PROBLEM STATEMENT: Show each line of the entries below in which the word "Here" appears.
[INPUT MATERIAL — start]
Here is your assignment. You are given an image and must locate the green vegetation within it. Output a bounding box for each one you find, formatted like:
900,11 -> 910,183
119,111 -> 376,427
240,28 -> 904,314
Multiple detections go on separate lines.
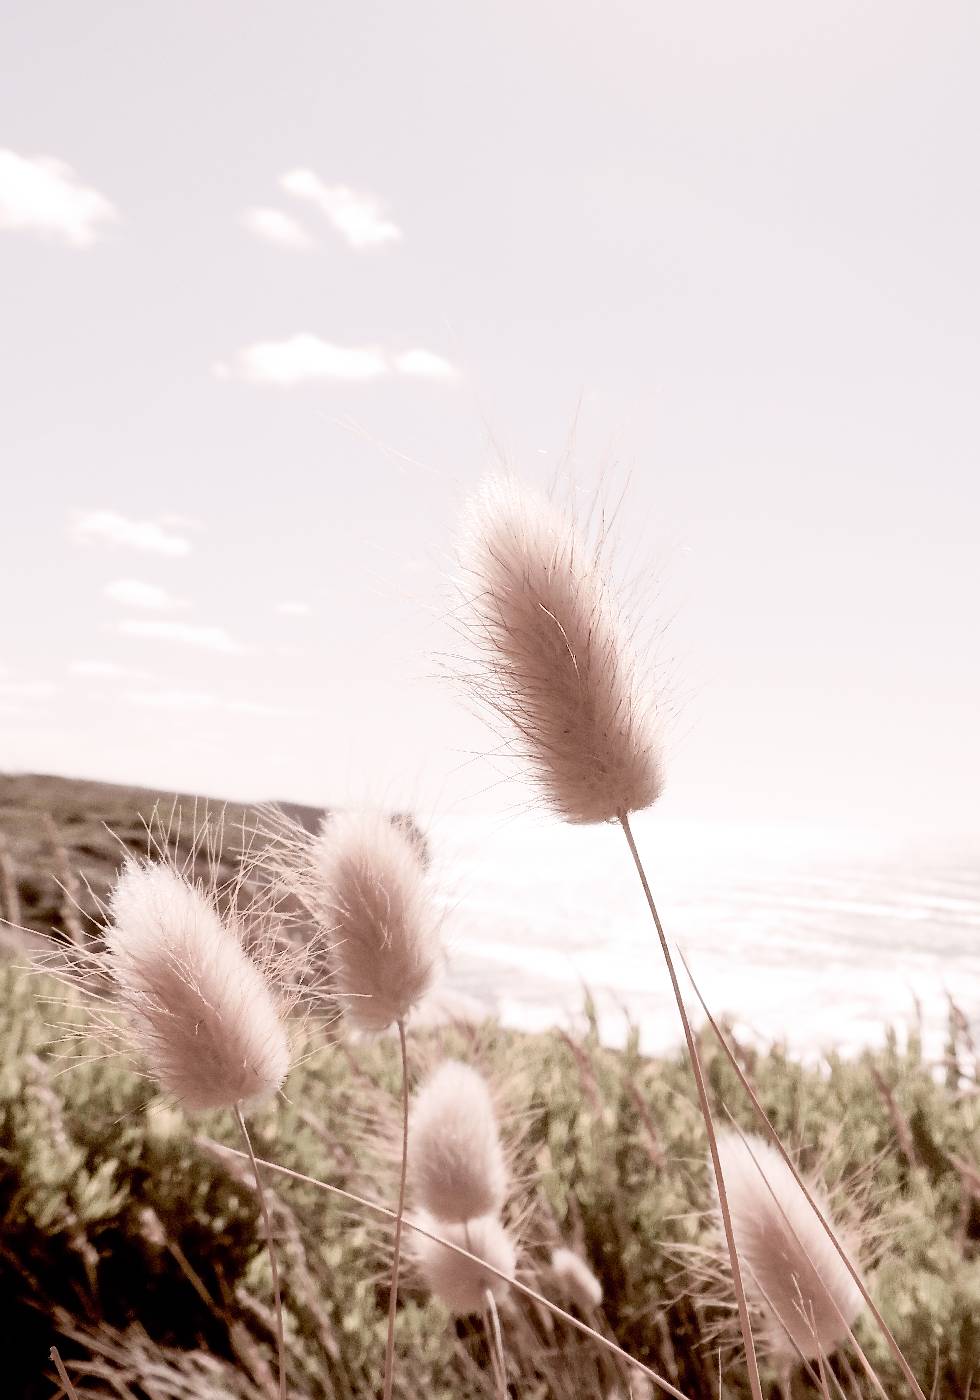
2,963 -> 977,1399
[INPUT MATERIAL — finish]
[INPUT MATERIAL — start]
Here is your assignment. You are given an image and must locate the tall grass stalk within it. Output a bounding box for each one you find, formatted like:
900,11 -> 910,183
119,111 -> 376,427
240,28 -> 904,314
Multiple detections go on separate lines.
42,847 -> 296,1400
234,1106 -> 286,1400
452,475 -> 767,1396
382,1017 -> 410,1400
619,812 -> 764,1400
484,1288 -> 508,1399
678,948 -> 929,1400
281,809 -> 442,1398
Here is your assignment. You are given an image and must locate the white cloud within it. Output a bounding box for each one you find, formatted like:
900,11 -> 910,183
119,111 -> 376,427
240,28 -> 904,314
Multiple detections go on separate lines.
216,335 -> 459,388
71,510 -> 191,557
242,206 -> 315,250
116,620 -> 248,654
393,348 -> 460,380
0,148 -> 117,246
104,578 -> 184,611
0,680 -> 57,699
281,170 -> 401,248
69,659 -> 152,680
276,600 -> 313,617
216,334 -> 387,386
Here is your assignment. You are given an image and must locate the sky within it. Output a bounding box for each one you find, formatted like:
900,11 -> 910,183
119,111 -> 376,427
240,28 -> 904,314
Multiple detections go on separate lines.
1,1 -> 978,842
[INPUT MATERIAL — finish]
[INPUT MATERIAL — start]
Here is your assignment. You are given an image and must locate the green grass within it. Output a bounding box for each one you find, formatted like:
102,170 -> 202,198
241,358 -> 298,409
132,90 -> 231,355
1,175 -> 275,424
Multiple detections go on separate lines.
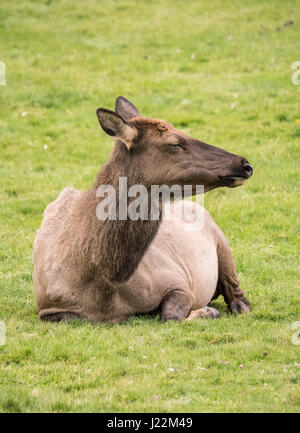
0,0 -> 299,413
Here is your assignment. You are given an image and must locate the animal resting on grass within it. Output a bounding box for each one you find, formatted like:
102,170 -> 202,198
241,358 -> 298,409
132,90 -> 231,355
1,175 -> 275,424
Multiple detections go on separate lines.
[INPUT MATERIAL — finish]
REPLY TO THE TASK:
Here is your assignment. You are given an image and must locate the green vegetation within it. Output a bounding box for each one you find, formatted like:
Here is your assignment. You are given an image and must locate the tall grass stalk within it. Output a bounding box for each one you find, formatted like:
Here is your assignment. You are given an image and must locate the white cloud within it. Output a bounding box for each one you find, formatted like:
Here is your assignment. You are given an image and must locate the sky within it. Output a bounding box for each one you find, formatted like:
Here is your assignment. You are given an image and must locate the green grass within it. Output a bounding box for each one you find, formatted like:
Here is your assignment. You are given an image and must locate the animal resting on grass within it. Output a bounding box for each one you find, formatted like:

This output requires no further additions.